Istruzioni dei compiti =>
1. Nel testo sulla cancellazione dei ricordi, quale premio ha vinto Cristina Alberini?
2. Riprendi il testo sulla cancellazione dei ricordi e proseguilo dopo l'ultima frase.

Testo della pagina =>

Finisce una storia d’amore e i ricordi bruciano. Un tempo bastava svuotare un cassetto per fare piazza pulita di ricordi ingombranti. Oggi, fra sms, email, video, facebook (la lista è lunga...), disinstallare un amore è un lavoro da specialisti (parole di Riccardo Staglianò, giornalista di Repubblica).
E se le tracce le distruggessimo alla radice, nella memoria cerebrale?Su questo tema Hollywood ha già prodotto un film, “Se mi lasci ti cancello”:
Fantascienza? Forse non troppo. Avevo accennato in un post agli studi di Cristina Alberini, neurobiologa italiana trapiantata a New York, che nel suo laboratorio alla Mount Sinai School of Medicine cerca terapie per chi soffre di memorie post-traumatiche, come i veterani di guerra, che sono dominati da ricordi invadenti e pervasivi. Ci torno sopra perché merita un approfondimento (e perché nel frattempo lei ha vinto il premio Golgi edizione 2009).
L’idea alla base di questi studi è semplice. Gran parte di ciò che osserviamo, vediamo, leggiamo si ferma solo brevemente nella nostra memoria (una fortuna, altrimenti il cervello potrebbe esplodere). Soltanto le esperienze che sono associate a un’emozione, una passione, un interesse, a qualcosa che cattura almeno per un po’ la nostra attenzione diventano solide e sono ritenute nel tempo.

[Dati di localizzazione dei punti]

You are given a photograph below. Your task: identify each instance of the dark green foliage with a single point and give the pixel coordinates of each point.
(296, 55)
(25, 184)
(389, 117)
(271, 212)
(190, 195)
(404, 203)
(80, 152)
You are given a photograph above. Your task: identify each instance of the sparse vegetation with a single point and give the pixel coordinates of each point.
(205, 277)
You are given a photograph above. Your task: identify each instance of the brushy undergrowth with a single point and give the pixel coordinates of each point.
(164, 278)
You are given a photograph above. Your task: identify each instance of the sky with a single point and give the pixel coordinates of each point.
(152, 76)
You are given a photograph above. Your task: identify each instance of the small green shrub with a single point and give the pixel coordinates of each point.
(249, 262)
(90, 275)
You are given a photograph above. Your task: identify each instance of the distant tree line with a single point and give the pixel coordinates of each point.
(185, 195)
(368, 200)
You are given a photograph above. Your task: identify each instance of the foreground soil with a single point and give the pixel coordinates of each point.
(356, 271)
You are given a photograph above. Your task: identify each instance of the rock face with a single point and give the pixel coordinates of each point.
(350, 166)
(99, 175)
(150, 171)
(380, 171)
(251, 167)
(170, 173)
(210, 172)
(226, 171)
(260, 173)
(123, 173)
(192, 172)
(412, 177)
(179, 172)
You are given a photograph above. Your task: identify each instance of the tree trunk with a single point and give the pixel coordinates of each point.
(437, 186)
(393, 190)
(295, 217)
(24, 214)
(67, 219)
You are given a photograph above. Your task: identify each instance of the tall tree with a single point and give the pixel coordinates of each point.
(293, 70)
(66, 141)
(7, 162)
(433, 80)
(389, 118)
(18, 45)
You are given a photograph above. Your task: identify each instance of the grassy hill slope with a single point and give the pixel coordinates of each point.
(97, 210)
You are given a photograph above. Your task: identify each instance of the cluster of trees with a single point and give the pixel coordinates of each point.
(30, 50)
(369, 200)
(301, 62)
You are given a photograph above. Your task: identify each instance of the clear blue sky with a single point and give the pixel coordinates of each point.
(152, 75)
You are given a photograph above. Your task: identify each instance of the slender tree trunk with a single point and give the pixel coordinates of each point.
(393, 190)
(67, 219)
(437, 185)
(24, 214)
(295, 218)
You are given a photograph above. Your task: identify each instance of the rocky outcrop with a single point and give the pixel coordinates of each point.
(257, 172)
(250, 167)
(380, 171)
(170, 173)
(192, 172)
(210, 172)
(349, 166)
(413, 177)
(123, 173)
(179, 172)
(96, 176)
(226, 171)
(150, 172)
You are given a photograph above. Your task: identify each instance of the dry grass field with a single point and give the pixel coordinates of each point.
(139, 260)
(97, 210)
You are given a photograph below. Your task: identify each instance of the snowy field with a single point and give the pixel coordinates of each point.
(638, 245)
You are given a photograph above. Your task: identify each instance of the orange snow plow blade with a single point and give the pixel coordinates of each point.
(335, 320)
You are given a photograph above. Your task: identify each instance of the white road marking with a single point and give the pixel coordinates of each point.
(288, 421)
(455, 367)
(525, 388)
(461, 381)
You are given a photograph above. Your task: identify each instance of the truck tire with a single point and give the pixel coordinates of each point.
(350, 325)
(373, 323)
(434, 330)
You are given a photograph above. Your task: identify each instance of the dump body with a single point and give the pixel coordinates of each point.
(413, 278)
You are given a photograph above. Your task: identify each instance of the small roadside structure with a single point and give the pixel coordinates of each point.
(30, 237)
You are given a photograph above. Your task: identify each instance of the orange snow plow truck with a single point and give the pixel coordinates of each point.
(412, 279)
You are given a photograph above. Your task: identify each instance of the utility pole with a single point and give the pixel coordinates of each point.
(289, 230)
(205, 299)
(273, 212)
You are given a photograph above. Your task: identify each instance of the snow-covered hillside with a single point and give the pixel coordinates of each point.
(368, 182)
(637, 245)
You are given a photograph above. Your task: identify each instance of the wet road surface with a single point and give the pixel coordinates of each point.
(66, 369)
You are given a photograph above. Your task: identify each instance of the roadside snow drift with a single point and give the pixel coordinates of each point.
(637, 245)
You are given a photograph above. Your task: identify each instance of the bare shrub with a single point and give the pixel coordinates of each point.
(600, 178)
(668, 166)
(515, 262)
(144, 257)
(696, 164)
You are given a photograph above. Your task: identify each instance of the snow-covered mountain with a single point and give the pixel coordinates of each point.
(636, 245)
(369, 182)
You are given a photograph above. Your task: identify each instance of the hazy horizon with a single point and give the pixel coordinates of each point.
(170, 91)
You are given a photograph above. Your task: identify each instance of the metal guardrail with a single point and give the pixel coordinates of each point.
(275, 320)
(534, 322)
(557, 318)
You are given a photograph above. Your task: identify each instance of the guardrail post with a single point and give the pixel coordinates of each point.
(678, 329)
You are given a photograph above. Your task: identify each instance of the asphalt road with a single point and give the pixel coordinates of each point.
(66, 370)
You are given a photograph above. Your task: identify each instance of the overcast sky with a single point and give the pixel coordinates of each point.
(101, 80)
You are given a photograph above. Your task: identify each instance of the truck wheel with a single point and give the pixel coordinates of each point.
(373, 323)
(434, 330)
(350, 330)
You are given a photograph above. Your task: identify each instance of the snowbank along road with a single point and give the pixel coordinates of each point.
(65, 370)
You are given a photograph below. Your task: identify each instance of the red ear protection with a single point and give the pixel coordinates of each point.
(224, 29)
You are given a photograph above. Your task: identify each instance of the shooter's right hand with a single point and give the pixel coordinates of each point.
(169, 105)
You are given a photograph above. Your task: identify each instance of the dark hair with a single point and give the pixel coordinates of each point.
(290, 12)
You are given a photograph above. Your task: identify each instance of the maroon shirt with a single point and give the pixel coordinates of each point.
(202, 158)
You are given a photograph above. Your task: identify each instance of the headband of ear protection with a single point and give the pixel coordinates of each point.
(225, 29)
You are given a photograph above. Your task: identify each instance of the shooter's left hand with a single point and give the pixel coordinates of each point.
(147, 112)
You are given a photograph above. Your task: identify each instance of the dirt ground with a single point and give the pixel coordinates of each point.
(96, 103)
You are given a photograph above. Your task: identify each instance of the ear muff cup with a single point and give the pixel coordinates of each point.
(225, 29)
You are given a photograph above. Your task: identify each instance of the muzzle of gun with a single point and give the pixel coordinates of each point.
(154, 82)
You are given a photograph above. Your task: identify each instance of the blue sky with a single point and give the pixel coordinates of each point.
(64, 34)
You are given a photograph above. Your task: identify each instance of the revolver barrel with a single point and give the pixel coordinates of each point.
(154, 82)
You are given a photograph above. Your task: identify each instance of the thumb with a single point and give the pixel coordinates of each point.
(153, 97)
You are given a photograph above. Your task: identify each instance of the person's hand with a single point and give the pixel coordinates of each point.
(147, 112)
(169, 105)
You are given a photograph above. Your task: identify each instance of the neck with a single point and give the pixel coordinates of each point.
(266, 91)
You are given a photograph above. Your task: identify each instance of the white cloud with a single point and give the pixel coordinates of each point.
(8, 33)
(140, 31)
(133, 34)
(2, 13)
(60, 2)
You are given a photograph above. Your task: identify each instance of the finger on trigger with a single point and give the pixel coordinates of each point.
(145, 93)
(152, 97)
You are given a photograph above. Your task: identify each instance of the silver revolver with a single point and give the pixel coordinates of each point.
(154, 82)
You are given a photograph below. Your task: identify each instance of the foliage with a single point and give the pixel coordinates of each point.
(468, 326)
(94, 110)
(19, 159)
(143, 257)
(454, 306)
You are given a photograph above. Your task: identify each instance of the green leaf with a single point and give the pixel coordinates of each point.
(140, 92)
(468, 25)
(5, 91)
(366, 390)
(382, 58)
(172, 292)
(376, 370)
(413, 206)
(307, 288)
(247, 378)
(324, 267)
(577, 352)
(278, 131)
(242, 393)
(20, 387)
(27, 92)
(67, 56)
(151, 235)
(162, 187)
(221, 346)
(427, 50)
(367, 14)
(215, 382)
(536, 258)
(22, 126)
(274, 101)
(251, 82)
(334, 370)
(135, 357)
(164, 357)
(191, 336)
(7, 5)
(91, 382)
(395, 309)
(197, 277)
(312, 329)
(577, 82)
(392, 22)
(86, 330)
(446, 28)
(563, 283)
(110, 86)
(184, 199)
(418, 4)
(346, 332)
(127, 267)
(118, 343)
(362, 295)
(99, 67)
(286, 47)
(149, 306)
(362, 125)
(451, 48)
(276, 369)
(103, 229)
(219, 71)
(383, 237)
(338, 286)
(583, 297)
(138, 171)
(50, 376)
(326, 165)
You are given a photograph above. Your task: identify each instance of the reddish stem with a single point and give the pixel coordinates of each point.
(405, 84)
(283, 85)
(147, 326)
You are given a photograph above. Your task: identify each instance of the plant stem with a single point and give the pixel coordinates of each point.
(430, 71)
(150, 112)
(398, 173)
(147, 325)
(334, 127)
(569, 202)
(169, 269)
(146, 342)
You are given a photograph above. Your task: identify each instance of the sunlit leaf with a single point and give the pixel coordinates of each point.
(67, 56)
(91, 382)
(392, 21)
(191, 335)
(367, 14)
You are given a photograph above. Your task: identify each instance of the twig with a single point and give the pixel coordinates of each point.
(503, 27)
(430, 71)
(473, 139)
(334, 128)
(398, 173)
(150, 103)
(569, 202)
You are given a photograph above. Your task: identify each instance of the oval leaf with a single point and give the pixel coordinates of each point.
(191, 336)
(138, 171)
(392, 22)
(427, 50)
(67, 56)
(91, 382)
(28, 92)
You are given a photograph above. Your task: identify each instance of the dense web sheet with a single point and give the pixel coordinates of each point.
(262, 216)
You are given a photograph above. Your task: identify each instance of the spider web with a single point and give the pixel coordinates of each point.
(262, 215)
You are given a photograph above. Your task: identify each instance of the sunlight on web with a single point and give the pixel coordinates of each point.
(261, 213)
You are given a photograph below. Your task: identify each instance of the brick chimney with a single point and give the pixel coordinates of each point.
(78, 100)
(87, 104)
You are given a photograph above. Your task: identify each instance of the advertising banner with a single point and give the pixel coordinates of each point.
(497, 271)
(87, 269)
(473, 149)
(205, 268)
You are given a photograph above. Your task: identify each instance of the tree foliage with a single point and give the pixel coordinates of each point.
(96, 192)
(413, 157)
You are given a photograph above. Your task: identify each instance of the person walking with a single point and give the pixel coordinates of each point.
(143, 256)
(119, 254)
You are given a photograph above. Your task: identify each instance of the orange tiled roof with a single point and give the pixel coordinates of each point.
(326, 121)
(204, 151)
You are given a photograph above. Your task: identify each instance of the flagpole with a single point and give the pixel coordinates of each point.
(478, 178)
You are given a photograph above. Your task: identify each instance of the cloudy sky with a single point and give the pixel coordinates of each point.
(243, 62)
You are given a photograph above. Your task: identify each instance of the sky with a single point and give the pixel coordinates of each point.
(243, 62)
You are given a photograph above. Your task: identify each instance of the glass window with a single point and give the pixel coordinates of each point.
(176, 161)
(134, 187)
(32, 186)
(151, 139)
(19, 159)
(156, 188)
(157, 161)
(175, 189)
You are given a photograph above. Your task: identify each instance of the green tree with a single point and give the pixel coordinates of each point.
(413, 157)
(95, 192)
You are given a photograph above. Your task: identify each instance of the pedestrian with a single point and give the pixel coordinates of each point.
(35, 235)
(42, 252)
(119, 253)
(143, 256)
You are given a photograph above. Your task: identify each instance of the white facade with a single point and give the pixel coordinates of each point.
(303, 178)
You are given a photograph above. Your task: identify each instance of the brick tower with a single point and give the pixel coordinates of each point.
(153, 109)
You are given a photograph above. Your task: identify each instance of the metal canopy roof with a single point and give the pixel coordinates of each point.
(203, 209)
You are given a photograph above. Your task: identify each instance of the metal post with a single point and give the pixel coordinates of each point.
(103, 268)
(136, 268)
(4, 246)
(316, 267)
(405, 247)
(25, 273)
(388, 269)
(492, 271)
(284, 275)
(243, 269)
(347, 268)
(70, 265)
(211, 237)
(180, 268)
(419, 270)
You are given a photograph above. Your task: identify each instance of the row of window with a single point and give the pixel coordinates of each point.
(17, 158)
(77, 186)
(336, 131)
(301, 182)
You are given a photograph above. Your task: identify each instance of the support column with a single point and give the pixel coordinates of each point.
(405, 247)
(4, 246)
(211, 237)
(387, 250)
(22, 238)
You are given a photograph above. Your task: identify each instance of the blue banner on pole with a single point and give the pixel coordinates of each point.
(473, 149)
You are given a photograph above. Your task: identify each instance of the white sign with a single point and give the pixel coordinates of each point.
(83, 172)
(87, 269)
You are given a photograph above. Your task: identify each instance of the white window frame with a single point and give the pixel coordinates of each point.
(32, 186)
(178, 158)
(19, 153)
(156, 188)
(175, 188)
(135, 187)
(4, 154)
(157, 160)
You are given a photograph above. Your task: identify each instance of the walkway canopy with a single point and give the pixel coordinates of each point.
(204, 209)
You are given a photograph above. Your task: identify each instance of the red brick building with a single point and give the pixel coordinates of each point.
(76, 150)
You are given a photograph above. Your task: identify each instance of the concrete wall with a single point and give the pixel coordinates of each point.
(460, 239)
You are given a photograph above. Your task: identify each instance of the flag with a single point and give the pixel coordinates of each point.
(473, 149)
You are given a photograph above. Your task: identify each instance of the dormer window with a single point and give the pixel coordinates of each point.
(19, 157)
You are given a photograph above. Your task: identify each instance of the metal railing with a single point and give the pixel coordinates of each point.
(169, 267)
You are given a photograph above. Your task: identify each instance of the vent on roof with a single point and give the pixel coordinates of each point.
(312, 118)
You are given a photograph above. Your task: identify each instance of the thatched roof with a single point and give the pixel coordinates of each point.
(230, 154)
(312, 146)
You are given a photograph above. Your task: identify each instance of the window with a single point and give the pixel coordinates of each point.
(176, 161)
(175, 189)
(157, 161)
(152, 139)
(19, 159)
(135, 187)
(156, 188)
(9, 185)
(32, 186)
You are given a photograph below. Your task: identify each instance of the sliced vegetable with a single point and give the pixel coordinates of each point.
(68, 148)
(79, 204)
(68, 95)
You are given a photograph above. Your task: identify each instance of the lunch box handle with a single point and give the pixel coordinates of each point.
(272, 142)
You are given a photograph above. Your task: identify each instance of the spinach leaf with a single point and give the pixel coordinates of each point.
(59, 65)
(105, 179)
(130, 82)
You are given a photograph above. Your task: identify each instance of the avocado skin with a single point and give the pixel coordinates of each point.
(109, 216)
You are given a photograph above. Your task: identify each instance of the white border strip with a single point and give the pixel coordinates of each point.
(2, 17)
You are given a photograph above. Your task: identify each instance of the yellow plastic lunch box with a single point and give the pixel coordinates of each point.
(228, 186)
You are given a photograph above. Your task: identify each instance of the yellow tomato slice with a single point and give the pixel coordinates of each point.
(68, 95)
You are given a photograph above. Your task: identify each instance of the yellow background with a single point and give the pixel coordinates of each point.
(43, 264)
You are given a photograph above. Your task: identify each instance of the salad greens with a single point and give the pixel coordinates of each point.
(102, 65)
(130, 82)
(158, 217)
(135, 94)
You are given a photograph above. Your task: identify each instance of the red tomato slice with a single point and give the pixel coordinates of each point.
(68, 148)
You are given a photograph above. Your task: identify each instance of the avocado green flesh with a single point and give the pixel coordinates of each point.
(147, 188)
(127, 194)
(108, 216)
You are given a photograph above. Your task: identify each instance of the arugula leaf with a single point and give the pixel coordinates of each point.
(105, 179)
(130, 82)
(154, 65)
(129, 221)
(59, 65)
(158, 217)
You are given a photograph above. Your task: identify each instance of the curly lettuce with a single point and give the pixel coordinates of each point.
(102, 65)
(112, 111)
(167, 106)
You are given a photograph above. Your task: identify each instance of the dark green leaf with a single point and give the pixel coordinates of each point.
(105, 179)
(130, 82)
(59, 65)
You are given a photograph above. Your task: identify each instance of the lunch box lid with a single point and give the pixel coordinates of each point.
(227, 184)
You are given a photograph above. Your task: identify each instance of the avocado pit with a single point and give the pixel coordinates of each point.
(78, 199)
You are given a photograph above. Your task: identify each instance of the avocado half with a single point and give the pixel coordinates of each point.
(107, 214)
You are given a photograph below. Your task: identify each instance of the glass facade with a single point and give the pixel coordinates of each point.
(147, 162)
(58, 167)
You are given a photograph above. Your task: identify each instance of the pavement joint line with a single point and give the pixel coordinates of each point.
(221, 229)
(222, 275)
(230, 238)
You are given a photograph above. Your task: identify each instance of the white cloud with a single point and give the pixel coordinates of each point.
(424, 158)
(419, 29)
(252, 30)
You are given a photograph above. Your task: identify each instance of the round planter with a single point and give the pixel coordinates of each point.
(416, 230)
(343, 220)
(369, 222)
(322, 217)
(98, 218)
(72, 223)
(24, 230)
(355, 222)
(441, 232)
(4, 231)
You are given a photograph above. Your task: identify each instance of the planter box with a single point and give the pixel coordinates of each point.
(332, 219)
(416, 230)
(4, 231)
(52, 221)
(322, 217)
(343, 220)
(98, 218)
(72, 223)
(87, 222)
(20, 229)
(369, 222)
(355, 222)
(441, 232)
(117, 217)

Risposte ai compiti =>
1. Il premio Golgi, edizione 2009.

2.
Come si fissa un ricordo? Dev’essere codificato dalla formazione di connessioni fra neuroni, un processo che richiede l’espressione di diversi geni. Nel corso di questo processo, che gli scienziati chiamano consolidamento, la memoria è fragile. Come pure è labile il processo di riconsolidamento in cui un ricordo archiviato da tempo riaffiora. Ricordate la canzone di Battisti? Nel momento in cui qualcuno o qualcosa ci ritorna in mente, il ricordo può modificarsi: rafforzarsi, indebolirsi, cambiare.
Ora il laboratorio di Cristina Alberini studia gli eventi molecolari che guidano il consolidamento e il riconsolidamento dei ricordi, con l’idea di riuscire a ridurre l’intensità dei ricordi più sgradevoli e insistenti, sfruttando la fragilità molecolare del ricordo nel momento in cui riaffiora.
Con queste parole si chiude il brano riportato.